Dataset entries
○ ○ ○ ○ ○ ○ ○

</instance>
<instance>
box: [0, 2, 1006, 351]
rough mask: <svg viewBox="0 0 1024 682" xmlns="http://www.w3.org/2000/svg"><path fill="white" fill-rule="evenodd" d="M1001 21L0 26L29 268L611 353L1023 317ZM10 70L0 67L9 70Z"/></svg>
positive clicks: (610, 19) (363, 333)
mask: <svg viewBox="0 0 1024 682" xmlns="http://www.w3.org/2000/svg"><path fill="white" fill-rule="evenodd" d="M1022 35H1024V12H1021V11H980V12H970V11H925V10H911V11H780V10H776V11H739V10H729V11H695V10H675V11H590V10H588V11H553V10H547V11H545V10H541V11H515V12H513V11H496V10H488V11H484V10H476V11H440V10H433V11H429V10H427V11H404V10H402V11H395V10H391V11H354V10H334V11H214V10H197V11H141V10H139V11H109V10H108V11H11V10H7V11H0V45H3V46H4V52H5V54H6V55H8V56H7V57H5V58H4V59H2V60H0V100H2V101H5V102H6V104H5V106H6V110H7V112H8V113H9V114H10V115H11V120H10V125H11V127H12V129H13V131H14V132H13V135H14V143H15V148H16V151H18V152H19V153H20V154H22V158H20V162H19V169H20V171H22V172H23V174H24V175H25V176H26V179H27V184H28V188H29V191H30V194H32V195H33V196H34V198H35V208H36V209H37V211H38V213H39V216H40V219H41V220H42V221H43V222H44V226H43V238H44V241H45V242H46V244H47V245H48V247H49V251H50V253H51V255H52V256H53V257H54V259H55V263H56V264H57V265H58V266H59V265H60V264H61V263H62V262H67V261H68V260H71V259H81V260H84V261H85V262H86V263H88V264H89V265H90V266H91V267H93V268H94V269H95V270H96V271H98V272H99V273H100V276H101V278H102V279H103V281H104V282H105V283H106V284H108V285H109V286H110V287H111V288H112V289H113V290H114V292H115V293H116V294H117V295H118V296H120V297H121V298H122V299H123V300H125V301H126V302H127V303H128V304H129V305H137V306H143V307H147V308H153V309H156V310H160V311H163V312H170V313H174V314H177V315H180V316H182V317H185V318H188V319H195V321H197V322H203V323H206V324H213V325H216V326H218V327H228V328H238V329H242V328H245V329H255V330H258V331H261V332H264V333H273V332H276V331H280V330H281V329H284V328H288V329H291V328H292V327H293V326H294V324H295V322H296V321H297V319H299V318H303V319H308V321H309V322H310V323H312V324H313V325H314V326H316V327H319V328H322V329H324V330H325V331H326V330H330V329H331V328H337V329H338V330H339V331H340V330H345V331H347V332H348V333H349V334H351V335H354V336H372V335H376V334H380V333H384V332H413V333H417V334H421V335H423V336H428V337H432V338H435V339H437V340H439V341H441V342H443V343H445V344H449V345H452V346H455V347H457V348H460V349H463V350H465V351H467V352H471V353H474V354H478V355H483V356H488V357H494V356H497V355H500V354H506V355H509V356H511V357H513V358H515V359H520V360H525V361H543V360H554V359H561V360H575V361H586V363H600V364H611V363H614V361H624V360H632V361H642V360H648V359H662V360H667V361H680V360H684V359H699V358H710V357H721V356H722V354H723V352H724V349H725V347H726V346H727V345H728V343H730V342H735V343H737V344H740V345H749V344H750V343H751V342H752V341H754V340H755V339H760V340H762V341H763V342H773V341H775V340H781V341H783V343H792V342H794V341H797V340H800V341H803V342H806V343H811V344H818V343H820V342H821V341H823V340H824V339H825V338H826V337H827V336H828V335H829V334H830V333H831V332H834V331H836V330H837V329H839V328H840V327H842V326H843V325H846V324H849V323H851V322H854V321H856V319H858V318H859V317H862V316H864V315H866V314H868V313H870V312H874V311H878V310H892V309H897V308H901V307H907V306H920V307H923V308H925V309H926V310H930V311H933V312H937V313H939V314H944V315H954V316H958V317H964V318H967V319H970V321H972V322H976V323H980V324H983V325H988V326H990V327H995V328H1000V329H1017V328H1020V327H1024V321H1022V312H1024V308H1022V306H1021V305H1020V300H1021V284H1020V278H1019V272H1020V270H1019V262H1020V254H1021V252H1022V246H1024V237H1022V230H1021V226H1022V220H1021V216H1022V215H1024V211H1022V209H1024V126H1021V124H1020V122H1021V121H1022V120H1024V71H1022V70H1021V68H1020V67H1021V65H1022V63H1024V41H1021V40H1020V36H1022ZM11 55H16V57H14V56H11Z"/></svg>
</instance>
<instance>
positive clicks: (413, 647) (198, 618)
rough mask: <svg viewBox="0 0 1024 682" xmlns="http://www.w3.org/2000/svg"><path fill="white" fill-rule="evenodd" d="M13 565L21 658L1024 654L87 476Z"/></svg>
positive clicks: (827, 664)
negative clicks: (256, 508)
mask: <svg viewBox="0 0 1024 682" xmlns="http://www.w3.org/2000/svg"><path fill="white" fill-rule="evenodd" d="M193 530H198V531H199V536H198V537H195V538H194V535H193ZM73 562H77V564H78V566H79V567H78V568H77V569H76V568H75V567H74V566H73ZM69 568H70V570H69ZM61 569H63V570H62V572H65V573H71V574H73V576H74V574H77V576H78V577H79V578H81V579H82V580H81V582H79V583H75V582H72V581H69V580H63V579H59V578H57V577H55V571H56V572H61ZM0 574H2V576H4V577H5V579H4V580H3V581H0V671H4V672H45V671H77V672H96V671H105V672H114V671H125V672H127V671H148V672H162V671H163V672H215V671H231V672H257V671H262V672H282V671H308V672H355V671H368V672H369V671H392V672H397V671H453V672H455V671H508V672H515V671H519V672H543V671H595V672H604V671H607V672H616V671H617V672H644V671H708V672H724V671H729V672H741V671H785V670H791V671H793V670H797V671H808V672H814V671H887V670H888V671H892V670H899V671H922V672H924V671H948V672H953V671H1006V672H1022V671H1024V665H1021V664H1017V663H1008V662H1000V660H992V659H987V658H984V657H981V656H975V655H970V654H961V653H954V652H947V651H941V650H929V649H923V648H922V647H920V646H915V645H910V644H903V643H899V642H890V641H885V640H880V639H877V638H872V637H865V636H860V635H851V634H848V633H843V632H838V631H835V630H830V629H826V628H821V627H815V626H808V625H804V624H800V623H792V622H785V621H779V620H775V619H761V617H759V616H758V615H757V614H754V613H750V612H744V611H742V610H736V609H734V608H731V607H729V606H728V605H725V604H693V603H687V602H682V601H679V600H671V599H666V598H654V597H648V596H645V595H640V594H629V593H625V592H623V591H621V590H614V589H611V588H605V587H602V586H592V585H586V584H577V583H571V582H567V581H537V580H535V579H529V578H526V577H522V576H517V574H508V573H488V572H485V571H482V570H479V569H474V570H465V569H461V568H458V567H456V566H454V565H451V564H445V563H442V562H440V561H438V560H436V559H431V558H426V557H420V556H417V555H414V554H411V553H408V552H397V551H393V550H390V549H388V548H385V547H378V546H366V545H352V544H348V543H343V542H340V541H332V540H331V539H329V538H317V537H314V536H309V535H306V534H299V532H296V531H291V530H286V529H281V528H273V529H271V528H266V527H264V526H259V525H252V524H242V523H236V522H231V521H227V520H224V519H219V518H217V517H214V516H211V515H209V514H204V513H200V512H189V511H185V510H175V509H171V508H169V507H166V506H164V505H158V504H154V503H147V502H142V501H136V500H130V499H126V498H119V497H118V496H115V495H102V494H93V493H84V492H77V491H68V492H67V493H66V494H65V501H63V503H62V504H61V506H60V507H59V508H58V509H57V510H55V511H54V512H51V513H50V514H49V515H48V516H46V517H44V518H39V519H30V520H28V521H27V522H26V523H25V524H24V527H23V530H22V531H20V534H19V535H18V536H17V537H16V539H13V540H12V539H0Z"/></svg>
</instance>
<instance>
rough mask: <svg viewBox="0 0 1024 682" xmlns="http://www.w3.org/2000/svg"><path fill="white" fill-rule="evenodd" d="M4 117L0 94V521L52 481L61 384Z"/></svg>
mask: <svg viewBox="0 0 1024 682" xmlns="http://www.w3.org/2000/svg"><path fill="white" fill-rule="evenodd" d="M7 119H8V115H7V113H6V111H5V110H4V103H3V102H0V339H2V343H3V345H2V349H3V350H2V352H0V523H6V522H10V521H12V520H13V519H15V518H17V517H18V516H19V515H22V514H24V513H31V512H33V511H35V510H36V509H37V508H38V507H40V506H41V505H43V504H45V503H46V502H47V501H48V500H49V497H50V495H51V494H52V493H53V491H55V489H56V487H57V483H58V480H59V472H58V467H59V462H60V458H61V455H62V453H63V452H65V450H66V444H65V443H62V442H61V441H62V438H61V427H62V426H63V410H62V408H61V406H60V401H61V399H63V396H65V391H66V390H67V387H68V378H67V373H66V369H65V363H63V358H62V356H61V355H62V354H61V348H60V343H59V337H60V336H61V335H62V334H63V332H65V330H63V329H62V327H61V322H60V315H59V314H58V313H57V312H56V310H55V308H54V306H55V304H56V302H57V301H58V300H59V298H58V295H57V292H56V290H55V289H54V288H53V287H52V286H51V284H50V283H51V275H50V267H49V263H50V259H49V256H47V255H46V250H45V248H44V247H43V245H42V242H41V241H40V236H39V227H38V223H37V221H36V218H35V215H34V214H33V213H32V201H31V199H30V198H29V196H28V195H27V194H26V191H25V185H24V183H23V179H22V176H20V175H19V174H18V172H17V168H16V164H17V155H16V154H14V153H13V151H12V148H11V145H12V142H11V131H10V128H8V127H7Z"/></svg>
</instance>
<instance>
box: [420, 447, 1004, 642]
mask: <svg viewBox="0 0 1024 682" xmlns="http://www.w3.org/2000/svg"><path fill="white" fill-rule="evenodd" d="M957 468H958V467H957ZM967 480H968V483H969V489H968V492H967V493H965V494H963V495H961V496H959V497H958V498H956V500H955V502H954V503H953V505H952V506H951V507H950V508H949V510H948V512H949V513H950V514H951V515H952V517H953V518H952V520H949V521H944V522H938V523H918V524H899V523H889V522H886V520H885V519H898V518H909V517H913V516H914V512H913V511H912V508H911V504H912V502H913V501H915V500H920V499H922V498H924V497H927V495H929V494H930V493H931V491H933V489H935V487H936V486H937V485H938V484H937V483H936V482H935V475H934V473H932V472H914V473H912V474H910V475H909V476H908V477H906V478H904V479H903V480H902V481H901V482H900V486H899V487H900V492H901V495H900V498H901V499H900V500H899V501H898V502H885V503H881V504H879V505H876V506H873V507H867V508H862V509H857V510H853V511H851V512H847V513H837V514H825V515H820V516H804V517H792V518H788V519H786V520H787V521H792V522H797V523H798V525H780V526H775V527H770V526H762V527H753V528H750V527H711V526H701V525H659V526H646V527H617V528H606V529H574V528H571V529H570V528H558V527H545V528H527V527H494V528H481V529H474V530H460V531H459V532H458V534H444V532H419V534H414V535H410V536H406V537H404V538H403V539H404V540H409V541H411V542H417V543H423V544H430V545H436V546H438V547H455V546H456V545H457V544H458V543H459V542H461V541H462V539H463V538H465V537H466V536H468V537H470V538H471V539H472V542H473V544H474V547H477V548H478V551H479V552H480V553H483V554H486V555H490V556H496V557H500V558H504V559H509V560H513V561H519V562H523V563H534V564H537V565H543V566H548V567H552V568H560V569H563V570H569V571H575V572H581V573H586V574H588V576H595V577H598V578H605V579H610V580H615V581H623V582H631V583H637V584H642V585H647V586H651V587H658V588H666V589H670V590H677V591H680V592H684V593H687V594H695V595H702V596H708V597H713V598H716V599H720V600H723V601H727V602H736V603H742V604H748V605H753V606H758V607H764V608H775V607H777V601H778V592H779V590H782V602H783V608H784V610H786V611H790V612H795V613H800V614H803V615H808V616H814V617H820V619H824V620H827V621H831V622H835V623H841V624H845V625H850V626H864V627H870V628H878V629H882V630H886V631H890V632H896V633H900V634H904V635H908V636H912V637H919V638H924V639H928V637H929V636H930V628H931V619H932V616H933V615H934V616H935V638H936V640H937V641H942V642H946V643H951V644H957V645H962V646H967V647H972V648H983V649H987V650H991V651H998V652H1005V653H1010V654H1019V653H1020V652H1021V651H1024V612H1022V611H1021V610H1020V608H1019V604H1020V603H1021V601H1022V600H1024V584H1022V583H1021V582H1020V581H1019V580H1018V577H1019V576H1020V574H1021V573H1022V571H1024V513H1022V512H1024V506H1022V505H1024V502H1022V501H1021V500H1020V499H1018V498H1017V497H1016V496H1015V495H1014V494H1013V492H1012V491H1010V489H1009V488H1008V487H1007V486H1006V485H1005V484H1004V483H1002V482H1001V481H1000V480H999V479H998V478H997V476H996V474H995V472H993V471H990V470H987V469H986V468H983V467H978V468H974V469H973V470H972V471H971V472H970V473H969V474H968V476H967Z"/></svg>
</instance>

○ ○ ○ ○ ○ ○ ○

All lines of the entries above where "positive" turns up should be reported.

positive clicks: (610, 19) (363, 333)
positive clicks: (413, 647) (198, 618)
positive clicks: (827, 664)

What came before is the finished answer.